Skyring decided that the best way to make her marriage work was to move to Denmark. “Unfortunately, he devolved into addiction,” she explained. 

“About a year and a half later, after a highly unpleasant incident, I ended up leaving a note on the table and taking my three-year-old under my arm and escaping Denmark.”

Skyring returned to South Africa, where her 20,000-drums project held its final workshop in Rustenburg.

With the money she gathered from this, and from selling her house, she bought 34 tonnes of the Kalahari salt.

250 km north of Uppington in the Kalahari desert, the 55 million tonne underground salt lake was discovered, which is renewed by subterranean rivers that flow towards the 80-million-year-old ancient rock strata. 

“Oryx is definitely one of the purest salts on the planet, because of its location,” she said. The Kalahari salt lake is oversaturated, so when salt is poured onto the salt pan, in the summer heat, the salt crystallises in only four weeks. 

This is compared to sea salt, which is only 13 to 20% brine and takes much longer to saturate and crystallise, leaving it open to wildlife and contaminants.
━━━━━━━━━━
__WHAT THE TASK ASKS__:
Answer these questions from the passage on Kalahari salt:
1. How old was the child Skyring took with her when she left Denmark?
2. How many tonnes of Kalahari salt did she buy?
3. In the summer heat, how long does the salt take to crystallize after it is poured onto the salt pan?
The listing has no connection to the passage on Kalahari salt.
━━━━━━━━━━
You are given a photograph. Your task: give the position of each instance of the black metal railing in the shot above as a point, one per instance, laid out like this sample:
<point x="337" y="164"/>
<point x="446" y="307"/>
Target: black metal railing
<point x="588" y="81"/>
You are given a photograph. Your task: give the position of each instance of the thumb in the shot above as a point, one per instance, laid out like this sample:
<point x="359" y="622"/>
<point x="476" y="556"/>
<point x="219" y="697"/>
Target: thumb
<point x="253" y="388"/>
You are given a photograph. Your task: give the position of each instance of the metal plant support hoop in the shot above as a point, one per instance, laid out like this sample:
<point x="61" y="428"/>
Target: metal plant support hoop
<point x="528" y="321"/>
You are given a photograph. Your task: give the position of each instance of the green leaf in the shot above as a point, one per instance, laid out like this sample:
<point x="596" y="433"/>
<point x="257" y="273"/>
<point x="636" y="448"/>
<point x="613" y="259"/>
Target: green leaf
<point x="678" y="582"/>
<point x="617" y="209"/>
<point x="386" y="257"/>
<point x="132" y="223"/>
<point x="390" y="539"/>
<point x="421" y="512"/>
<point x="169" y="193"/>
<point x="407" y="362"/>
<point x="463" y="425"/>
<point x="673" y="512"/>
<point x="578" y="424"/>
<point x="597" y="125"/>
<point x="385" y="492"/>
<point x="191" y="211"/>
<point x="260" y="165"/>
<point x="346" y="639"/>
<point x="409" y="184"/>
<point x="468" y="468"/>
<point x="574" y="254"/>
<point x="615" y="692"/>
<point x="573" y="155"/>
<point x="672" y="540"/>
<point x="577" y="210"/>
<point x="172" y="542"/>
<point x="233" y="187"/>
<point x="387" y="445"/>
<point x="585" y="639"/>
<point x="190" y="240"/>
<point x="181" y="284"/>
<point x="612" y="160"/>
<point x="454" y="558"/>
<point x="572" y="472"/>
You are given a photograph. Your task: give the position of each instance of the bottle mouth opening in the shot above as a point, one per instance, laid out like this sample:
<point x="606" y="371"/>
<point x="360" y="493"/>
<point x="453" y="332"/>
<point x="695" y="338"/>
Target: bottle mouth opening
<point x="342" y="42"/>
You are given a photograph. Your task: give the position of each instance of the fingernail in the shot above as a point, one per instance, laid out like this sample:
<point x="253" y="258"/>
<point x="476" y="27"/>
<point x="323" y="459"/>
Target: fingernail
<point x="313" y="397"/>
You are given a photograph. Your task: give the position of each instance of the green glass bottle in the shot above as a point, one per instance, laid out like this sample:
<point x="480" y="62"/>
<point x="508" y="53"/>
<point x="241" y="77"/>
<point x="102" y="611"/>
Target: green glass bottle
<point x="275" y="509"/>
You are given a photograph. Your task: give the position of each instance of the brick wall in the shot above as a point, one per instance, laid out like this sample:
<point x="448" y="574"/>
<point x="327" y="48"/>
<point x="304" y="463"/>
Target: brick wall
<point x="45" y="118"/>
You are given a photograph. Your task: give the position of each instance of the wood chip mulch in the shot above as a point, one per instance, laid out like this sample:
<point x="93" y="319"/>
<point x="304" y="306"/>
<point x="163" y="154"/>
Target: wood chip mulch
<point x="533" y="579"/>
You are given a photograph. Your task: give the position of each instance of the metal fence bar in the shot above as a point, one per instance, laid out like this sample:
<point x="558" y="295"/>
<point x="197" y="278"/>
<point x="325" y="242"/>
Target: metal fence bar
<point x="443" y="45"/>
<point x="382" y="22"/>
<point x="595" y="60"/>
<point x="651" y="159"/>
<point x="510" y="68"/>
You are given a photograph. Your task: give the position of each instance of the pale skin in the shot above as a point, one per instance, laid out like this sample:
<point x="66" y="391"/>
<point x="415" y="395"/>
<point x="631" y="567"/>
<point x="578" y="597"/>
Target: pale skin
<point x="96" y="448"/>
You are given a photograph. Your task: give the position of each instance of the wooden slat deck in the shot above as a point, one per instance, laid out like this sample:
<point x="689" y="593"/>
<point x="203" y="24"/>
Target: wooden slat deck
━━━━━━━━━━
__SOLVED PROBLEM__:
1. Three years old.
2. 34 tonnes.
3. Four weeks.